• _PROBLEM DESCRIPTION_:
Do not include the pictures; repeat the rest of the data exactly.

• _DATA PROVIDED_:

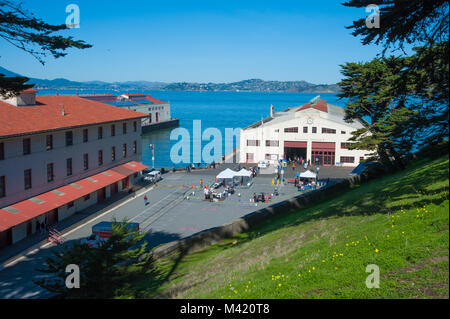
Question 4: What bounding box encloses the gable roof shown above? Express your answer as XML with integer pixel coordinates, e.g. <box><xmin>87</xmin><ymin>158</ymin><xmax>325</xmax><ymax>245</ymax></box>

<box><xmin>296</xmin><ymin>99</ymin><xmax>328</xmax><ymax>113</ymax></box>
<box><xmin>0</xmin><ymin>95</ymin><xmax>148</xmax><ymax>137</ymax></box>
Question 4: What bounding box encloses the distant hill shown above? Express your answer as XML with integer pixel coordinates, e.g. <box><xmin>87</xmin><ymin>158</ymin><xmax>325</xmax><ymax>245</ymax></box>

<box><xmin>165</xmin><ymin>79</ymin><xmax>339</xmax><ymax>93</ymax></box>
<box><xmin>0</xmin><ymin>67</ymin><xmax>339</xmax><ymax>93</ymax></box>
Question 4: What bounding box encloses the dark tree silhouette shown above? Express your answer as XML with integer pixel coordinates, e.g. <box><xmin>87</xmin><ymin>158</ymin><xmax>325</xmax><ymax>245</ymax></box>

<box><xmin>0</xmin><ymin>0</ymin><xmax>92</xmax><ymax>96</ymax></box>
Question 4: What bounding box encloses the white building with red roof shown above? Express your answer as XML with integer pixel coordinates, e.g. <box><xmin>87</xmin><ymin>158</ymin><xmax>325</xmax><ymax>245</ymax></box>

<box><xmin>0</xmin><ymin>89</ymin><xmax>151</xmax><ymax>248</ymax></box>
<box><xmin>239</xmin><ymin>96</ymin><xmax>368</xmax><ymax>166</ymax></box>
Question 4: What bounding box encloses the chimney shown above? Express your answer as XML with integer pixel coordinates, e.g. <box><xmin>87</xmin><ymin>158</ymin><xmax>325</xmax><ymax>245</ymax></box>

<box><xmin>0</xmin><ymin>89</ymin><xmax>37</xmax><ymax>106</ymax></box>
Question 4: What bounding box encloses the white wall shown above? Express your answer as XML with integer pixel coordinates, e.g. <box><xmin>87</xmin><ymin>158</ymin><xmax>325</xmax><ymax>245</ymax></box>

<box><xmin>240</xmin><ymin>109</ymin><xmax>370</xmax><ymax>166</ymax></box>
<box><xmin>0</xmin><ymin>119</ymin><xmax>142</xmax><ymax>207</ymax></box>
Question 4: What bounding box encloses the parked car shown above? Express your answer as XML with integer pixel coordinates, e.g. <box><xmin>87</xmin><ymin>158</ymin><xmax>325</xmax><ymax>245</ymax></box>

• _COMPLETED EXERCISE_:
Question 4: What bounding box encloses the gable roof shown above? Express your answer as XML with integer pixel coordinates, e.g. <box><xmin>87</xmin><ymin>158</ymin><xmax>325</xmax><ymax>245</ymax></box>

<box><xmin>296</xmin><ymin>99</ymin><xmax>328</xmax><ymax>113</ymax></box>
<box><xmin>0</xmin><ymin>95</ymin><xmax>148</xmax><ymax>137</ymax></box>
Question 4: What bounding box encloses the distant hill shown above? Express your answer as XML with integer pixel coordinates, e.g. <box><xmin>87</xmin><ymin>158</ymin><xmax>325</xmax><ymax>245</ymax></box>

<box><xmin>165</xmin><ymin>79</ymin><xmax>339</xmax><ymax>93</ymax></box>
<box><xmin>0</xmin><ymin>67</ymin><xmax>339</xmax><ymax>93</ymax></box>
Question 4: What bounding box encloses the dark tree silhouette shown above? Express your answer as XML with integer pixel coordinates, e.g. <box><xmin>87</xmin><ymin>158</ymin><xmax>325</xmax><ymax>245</ymax></box>

<box><xmin>0</xmin><ymin>0</ymin><xmax>92</xmax><ymax>96</ymax></box>
Question 4: What bounding box encloses the white building with red roof shown above? Express your answer as XML with integer pixel coordinates, e.g. <box><xmin>87</xmin><ymin>158</ymin><xmax>325</xmax><ymax>245</ymax></box>

<box><xmin>0</xmin><ymin>89</ymin><xmax>151</xmax><ymax>248</ymax></box>
<box><xmin>239</xmin><ymin>96</ymin><xmax>368</xmax><ymax>166</ymax></box>
Question 4: What bounding box encloses the chimney shown above? Express your answer as XML with integer pixel coordinates, e.g. <box><xmin>87</xmin><ymin>158</ymin><xmax>325</xmax><ymax>245</ymax></box>

<box><xmin>0</xmin><ymin>89</ymin><xmax>37</xmax><ymax>106</ymax></box>
Question 4: What bounding box encloses the white wall shown above? Express your answer as XML with integer pixel coordinates, e.g. <box><xmin>87</xmin><ymin>158</ymin><xmax>325</xmax><ymax>245</ymax></box>

<box><xmin>240</xmin><ymin>109</ymin><xmax>370</xmax><ymax>166</ymax></box>
<box><xmin>0</xmin><ymin>119</ymin><xmax>142</xmax><ymax>207</ymax></box>
Question 4: What bounding box encloses the parked car shown above? Express your answer as XML with integer pixel coordinates, e.g. <box><xmin>87</xmin><ymin>158</ymin><xmax>325</xmax><ymax>245</ymax></box>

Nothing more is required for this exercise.